#### [Exercise]
From the entries below, copy each line in which the word "exactly" occurs.

Saved entries:
-------------------------
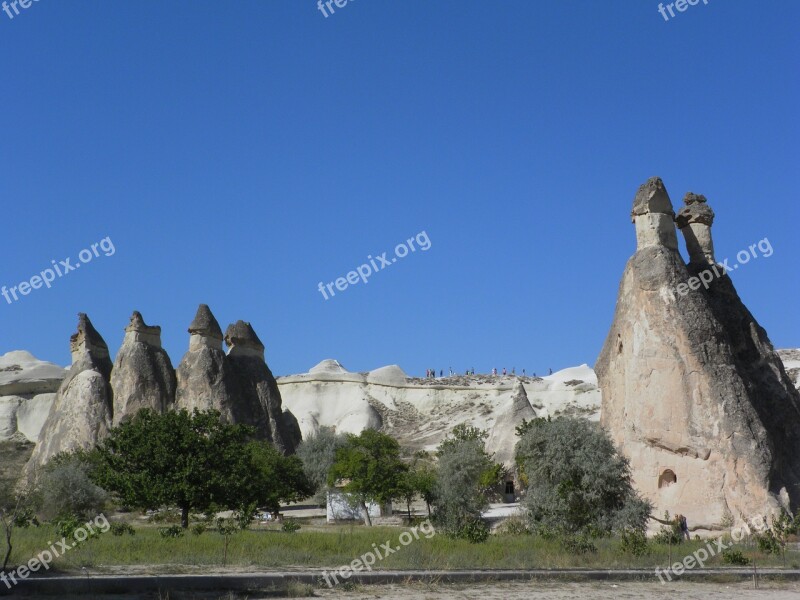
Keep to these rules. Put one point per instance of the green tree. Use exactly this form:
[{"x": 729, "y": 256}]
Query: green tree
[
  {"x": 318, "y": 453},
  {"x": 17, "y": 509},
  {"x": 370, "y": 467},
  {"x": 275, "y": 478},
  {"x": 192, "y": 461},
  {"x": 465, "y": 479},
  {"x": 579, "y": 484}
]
-------------------------
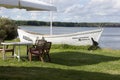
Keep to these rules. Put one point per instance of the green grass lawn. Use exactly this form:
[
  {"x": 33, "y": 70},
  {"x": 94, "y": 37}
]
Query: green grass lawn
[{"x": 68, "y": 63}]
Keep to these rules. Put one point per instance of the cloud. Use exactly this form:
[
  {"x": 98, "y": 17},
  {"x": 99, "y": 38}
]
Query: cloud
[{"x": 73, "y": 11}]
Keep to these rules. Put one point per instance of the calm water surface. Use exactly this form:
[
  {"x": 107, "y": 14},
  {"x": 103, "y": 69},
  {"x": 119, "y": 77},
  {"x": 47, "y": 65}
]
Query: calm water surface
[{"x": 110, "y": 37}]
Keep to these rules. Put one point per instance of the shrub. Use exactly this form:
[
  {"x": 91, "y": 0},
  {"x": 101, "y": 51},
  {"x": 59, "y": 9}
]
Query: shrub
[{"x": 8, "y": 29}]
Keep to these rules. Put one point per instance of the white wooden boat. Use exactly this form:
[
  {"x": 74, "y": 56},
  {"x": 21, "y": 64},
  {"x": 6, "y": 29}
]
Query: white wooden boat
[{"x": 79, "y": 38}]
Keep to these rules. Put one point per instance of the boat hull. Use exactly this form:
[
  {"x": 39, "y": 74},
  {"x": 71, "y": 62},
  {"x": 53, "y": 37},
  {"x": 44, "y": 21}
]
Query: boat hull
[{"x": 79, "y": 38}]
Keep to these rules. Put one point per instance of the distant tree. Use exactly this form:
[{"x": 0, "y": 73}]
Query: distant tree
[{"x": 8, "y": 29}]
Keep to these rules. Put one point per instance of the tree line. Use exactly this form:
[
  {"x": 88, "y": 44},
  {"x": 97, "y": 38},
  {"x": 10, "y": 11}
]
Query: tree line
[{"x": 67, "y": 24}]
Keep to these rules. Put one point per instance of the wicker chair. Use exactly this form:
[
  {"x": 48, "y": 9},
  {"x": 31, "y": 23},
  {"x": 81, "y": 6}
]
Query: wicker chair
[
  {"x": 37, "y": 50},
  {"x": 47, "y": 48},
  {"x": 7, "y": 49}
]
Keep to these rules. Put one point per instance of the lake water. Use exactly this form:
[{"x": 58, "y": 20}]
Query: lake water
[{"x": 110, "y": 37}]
-------------------------
#### [Solution for this exercise]
Keep to these rules. Put one point per instance of the green tree. Use exactly this form:
Keep to these rules. Put one point per instance of the green grass lawn. Use exactly this form:
Keep to these rules. Put one point per instance of the cloud. Use exactly this form:
Keep to these rules. Put one point per instance of the calm water surface. Use exactly this form:
Keep to these rules. Put one point per instance of the shrub. Use exactly this form:
Keep to these rules. Put one point per instance of the white wooden boat. Use exactly this form:
Keep to these rules. Put one point per instance of the boat hull. Use exactly this form:
Keep to these rules. Put one point per instance of the distant tree. Use exactly this form:
Keep to these rules. Put one point per instance of the tree line. Use exactly this form:
Keep to these rules. Put one point per instance of the wicker chair. Use exactly this form:
Keep to these rules. Put one point per instance of the lake water. Use exactly this form:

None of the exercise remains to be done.